[Collected data entries]

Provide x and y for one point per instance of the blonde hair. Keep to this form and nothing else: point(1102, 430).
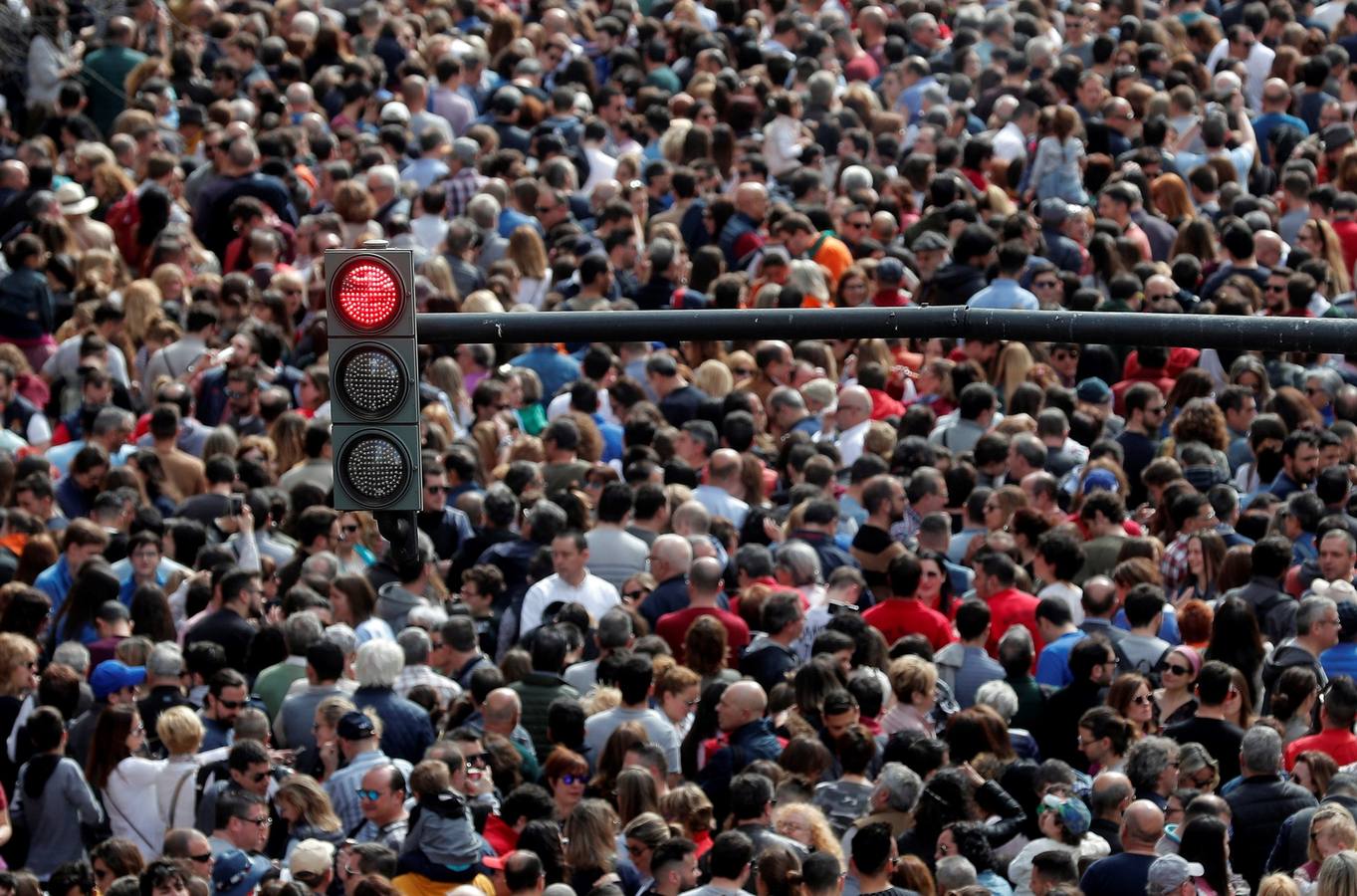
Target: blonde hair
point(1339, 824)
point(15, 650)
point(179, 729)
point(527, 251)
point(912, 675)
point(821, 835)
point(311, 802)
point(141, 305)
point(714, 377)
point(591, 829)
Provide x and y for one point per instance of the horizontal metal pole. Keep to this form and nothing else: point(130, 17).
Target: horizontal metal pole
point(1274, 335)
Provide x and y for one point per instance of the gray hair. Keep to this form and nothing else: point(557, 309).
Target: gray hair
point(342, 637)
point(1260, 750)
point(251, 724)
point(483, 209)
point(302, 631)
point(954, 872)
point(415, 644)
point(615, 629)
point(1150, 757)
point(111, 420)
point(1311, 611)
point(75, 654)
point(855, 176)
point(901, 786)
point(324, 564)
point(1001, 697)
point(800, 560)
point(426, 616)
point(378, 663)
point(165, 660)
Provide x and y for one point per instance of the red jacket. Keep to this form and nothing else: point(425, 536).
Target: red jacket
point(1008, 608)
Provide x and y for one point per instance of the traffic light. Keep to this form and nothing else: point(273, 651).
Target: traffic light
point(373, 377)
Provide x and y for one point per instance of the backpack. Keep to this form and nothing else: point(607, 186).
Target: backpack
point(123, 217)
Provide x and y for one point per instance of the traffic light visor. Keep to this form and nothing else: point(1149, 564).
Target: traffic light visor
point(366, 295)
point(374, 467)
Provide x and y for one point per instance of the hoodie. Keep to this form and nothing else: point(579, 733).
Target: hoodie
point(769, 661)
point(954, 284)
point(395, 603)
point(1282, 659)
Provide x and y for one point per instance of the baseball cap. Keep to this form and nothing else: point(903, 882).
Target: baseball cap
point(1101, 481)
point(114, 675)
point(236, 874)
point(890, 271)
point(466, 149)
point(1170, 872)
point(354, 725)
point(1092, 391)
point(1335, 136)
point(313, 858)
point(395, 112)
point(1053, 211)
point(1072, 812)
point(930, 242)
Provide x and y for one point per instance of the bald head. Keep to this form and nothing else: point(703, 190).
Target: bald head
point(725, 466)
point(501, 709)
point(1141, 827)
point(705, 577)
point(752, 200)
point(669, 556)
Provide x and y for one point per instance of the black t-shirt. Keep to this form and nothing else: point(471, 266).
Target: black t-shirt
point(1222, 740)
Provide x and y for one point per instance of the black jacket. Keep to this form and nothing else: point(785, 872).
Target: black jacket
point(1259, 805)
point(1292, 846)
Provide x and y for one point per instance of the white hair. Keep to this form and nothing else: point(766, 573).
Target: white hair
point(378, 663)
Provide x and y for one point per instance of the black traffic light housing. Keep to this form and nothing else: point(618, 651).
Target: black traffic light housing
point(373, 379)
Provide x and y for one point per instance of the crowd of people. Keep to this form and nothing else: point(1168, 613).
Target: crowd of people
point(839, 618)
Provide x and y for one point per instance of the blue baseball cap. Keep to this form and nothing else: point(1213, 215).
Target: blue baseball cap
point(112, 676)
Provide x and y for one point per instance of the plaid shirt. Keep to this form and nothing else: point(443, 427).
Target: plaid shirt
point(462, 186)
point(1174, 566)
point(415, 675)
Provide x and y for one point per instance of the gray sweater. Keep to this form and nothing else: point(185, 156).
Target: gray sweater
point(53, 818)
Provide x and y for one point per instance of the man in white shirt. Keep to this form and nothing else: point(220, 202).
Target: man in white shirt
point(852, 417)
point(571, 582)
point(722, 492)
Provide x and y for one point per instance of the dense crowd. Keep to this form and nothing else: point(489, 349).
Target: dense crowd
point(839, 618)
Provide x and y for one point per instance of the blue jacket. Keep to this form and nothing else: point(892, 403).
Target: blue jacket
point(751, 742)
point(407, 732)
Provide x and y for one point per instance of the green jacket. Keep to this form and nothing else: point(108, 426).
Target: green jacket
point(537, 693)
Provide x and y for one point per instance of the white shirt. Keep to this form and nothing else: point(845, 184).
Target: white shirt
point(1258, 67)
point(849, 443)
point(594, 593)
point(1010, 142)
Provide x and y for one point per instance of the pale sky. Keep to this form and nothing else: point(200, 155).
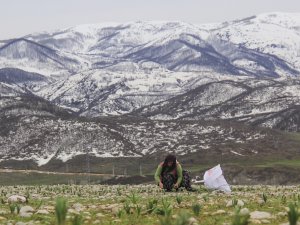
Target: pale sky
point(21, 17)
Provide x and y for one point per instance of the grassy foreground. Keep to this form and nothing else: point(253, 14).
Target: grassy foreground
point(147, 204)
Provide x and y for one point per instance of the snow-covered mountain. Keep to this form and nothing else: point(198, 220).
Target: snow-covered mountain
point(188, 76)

* * *

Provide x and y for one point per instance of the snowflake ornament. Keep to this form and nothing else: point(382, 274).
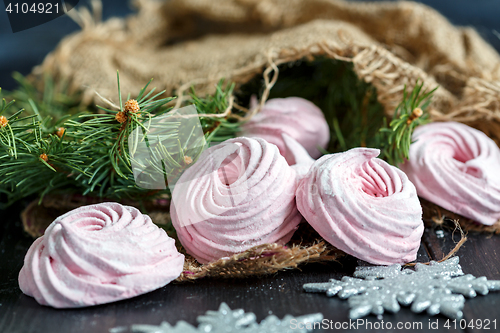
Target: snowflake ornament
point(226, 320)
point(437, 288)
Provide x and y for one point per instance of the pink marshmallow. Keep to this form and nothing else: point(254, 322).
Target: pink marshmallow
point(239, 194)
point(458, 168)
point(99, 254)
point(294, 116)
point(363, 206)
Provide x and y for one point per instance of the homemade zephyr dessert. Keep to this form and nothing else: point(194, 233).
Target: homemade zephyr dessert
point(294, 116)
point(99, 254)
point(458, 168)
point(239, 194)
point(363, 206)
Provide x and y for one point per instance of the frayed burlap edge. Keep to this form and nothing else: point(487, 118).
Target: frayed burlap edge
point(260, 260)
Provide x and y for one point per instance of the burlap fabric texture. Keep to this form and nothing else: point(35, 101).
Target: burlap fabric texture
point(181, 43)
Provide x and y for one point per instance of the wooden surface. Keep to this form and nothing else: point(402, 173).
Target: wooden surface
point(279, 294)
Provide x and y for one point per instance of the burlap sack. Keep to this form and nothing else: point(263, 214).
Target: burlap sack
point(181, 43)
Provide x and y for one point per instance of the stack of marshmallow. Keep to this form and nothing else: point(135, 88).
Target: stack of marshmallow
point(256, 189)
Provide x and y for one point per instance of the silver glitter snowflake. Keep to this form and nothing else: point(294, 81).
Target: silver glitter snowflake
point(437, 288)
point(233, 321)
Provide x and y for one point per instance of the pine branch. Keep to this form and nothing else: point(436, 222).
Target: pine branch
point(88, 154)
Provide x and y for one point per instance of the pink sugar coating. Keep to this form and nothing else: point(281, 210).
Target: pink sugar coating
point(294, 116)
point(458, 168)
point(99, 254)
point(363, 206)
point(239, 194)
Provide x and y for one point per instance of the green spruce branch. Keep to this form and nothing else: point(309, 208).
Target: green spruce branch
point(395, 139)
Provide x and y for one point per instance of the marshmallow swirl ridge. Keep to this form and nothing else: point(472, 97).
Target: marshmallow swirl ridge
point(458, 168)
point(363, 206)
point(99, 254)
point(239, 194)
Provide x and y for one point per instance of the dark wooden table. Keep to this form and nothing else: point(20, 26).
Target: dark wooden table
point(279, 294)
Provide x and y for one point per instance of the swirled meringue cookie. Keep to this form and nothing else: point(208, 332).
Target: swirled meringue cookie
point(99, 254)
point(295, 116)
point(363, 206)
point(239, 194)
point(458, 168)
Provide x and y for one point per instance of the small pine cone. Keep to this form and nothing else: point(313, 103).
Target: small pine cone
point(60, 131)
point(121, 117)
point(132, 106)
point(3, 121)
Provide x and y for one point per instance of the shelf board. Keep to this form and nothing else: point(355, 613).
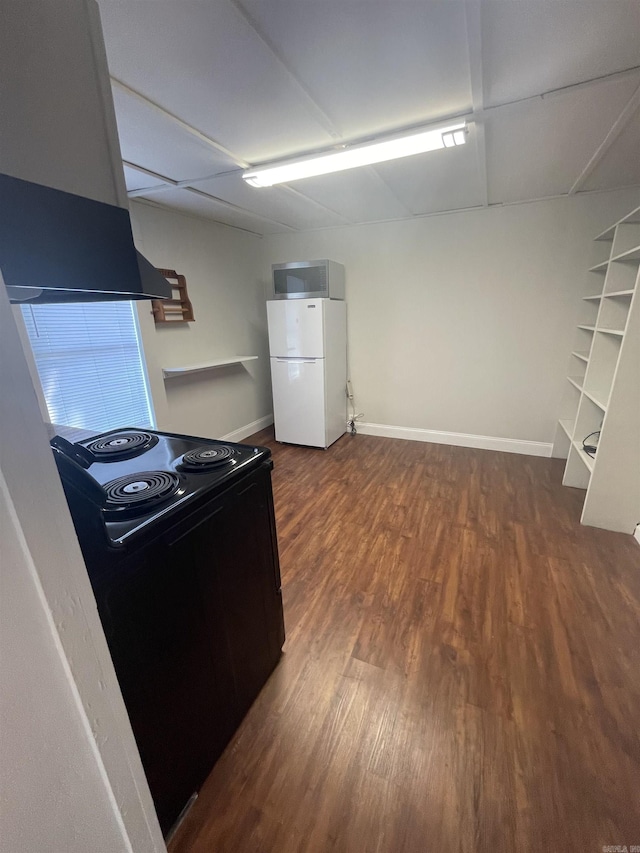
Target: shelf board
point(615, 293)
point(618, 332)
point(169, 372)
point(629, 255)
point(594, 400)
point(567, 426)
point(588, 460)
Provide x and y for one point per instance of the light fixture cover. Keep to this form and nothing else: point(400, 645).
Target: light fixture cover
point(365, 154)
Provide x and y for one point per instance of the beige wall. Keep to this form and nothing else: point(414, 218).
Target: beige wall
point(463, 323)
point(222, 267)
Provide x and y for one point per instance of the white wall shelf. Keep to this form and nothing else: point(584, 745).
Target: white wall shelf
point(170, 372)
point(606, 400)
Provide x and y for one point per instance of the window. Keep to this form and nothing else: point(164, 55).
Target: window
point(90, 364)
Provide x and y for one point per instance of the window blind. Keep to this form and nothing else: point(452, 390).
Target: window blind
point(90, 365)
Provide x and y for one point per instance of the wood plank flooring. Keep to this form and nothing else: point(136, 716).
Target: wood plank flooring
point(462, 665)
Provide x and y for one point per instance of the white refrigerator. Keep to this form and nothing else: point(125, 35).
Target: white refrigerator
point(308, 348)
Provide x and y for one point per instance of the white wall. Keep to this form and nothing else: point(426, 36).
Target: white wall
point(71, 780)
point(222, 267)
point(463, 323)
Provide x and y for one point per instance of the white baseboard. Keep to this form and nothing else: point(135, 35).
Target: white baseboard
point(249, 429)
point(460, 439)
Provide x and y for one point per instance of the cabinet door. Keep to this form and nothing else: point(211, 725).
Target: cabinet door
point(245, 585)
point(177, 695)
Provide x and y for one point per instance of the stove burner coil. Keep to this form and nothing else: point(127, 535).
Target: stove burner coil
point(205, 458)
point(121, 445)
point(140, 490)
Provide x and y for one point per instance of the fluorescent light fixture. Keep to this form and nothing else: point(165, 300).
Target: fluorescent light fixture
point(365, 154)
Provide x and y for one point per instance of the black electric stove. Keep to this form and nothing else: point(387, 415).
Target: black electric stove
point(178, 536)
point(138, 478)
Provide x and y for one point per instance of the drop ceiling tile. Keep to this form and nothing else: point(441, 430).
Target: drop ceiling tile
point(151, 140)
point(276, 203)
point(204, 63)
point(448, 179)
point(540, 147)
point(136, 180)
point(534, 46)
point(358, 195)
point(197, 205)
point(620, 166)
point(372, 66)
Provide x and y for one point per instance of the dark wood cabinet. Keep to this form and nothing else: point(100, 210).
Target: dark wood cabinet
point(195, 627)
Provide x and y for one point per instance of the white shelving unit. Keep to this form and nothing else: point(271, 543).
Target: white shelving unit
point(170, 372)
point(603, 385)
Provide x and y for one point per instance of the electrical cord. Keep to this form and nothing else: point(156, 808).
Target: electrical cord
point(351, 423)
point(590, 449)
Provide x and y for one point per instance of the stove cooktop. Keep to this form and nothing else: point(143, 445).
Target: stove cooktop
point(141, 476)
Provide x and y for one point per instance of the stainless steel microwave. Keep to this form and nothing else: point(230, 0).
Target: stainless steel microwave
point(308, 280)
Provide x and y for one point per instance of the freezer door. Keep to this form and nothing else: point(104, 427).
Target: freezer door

▸ Work required: Reproduce the entries word for word, starting with the line that contains "else: point(452, 390)." and going on through the line that contains "point(308, 348)", both included.

▸ Solution for this exercise:
Provide x and y for one point per instance of the window blind. Keep to this form and nothing else: point(452, 390).
Target: window blind
point(90, 365)
Provide x and y for one point per instance of the wood plank flooring. Keep to this form and nothing else: point(136, 716).
Target: wood plank flooring
point(462, 665)
Provide x and y for one point per instance of the white refrigerator. Keep to this form and nothing else: point(125, 35).
Target: white refrigerator
point(308, 348)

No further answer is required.